Task to carry out
Return, unchanged, the stretch of the listing below from its first line through the line containing "Please outline every instance of the crowd".

Dataset content
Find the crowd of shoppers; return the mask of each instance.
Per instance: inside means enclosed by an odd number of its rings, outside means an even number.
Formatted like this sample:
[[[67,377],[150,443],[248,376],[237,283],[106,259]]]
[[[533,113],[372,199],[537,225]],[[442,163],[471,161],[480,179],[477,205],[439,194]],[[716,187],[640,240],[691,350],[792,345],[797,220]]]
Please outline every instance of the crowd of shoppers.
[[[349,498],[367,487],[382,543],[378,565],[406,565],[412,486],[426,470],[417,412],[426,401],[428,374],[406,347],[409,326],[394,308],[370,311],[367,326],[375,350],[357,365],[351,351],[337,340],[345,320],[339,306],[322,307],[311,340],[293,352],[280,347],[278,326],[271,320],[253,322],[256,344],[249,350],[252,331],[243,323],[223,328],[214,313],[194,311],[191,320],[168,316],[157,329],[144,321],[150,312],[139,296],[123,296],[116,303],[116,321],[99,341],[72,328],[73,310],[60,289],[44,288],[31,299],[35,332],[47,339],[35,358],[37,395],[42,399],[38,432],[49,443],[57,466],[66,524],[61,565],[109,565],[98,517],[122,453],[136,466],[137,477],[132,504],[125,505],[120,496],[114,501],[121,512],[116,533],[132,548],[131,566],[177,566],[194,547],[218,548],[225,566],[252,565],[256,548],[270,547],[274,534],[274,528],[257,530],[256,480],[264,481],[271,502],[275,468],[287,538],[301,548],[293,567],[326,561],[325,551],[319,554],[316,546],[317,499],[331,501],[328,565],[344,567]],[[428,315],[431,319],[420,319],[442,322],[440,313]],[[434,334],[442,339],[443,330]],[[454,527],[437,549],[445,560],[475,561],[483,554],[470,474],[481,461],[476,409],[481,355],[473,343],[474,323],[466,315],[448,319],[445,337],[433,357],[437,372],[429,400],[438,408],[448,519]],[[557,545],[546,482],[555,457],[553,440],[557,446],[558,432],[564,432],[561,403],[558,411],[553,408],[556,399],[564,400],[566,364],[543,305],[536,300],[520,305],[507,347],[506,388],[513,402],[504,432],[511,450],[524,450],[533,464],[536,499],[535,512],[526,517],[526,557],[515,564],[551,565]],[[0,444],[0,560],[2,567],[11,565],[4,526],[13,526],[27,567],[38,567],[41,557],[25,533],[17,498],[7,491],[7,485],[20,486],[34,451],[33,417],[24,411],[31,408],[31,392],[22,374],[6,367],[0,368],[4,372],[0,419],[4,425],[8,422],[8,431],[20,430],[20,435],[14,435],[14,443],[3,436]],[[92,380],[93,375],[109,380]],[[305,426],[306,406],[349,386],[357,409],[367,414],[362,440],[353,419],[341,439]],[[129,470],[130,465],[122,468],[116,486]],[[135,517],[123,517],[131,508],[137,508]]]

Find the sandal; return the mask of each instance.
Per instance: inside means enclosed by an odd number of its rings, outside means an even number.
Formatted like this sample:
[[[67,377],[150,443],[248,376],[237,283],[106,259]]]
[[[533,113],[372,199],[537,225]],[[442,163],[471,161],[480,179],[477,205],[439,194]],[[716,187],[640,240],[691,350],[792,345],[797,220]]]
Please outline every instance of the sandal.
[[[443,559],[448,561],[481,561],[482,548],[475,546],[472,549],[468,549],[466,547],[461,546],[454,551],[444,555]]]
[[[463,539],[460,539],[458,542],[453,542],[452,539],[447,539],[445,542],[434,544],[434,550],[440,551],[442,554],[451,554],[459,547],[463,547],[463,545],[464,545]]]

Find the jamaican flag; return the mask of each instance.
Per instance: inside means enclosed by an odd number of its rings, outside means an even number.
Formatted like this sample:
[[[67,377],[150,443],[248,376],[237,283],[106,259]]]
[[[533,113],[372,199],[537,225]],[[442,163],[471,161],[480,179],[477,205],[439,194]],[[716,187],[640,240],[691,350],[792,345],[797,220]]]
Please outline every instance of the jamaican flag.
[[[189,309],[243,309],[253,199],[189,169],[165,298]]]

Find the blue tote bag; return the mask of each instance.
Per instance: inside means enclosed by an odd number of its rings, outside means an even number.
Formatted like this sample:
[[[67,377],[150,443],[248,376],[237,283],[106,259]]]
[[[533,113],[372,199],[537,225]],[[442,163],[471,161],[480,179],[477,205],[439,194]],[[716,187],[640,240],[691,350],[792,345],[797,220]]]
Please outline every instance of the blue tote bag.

Completed task
Find the crowd of shoppers; return the mask of each instance.
Per instance: inside means enclosed by an odd number of its rings, outside means an even number.
Formatted like this sample:
[[[67,377],[150,443],[248,376],[237,283],[106,259]]]
[[[533,113],[372,199],[537,225]],[[442,163],[471,161],[480,179],[477,205],[439,194]],[[716,187],[640,240],[691,350],[792,345],[797,220]]]
Please outline every instance of the crowd of shoppers.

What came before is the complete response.